▸ PROBLEM TO SOLVE: Whenever a line of the records below contains the word "gravel", copy that line.
[INFORMATION GIVEN — start]
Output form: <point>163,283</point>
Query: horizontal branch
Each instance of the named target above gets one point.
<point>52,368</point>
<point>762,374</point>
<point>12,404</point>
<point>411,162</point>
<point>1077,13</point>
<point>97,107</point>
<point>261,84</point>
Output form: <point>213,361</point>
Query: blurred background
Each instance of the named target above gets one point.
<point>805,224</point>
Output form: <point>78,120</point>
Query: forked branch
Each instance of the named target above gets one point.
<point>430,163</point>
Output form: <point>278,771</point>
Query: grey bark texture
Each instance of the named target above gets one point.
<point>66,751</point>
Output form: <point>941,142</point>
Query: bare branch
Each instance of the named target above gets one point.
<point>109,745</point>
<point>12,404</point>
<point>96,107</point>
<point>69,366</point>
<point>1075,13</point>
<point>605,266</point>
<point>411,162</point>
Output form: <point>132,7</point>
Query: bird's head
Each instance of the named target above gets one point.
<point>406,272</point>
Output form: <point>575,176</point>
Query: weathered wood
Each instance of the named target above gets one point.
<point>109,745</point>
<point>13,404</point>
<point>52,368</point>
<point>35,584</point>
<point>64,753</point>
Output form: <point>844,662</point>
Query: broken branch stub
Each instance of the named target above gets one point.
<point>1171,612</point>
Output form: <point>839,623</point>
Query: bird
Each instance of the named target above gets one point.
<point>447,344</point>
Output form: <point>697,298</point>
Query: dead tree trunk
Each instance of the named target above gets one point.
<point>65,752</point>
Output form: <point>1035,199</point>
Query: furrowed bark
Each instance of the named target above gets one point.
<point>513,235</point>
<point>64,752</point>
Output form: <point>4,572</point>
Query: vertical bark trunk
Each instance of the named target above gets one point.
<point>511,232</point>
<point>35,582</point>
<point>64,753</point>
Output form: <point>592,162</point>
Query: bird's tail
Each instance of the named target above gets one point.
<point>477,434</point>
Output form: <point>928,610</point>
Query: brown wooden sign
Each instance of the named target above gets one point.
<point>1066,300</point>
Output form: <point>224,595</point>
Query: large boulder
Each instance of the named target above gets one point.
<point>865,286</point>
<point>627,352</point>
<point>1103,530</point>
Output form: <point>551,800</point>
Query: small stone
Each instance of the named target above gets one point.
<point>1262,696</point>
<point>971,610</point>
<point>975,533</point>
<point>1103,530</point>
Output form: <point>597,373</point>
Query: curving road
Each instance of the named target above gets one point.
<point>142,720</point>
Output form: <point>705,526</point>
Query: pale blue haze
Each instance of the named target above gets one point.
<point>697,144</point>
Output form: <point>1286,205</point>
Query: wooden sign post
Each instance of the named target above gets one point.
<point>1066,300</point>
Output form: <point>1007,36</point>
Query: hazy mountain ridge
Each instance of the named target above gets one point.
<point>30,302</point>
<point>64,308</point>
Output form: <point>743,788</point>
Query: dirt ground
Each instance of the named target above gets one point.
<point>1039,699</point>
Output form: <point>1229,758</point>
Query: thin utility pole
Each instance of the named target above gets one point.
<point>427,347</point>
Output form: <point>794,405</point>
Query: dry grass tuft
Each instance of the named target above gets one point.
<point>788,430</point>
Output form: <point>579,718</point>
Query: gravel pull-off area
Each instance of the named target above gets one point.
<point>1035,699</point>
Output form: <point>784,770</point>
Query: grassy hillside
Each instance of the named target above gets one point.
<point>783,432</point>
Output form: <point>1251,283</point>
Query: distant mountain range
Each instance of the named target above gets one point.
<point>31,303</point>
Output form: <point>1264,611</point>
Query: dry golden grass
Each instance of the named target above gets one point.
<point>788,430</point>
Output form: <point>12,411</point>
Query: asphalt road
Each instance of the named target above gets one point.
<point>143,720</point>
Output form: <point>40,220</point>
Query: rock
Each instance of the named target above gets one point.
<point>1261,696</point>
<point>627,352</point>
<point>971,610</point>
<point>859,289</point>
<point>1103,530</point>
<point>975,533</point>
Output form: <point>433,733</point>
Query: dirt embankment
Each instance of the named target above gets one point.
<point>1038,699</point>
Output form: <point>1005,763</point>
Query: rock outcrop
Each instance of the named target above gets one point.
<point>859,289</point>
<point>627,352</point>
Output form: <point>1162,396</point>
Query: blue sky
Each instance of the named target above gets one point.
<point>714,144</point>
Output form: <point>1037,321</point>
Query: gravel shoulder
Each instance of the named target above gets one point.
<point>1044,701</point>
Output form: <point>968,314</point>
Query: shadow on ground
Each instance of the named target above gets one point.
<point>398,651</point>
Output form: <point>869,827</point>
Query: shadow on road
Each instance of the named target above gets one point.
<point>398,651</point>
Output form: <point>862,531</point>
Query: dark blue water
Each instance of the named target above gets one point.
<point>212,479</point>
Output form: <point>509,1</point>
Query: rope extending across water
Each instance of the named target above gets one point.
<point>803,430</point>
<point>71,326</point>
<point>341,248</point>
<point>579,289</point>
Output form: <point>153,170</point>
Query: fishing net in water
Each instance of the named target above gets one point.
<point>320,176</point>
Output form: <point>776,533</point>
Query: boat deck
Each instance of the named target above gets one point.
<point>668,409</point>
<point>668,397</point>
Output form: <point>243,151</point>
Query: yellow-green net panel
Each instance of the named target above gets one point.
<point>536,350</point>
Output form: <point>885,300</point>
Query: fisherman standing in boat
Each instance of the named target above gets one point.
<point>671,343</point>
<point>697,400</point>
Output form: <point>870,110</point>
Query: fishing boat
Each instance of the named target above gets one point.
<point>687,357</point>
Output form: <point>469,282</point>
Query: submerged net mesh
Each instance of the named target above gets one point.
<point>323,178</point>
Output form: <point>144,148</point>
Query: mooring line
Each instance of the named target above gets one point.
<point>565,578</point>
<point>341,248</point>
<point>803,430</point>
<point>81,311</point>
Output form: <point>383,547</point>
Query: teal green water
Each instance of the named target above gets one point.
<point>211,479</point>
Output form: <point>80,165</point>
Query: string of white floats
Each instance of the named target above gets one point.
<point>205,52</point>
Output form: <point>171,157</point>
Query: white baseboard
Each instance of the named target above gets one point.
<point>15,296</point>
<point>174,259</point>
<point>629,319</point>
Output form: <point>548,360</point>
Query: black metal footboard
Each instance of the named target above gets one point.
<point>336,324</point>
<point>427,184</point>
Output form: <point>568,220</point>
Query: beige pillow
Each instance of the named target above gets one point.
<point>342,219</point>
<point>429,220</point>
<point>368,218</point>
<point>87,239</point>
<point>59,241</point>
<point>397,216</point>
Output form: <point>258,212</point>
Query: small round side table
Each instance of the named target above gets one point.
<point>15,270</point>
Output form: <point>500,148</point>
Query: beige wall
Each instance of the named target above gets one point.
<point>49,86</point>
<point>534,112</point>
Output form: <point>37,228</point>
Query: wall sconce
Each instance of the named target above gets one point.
[INFORMATION GIVEN — finish]
▸ WRITTEN RESPONSE:
Query: gravel pull-off area
Query: gravel shoulder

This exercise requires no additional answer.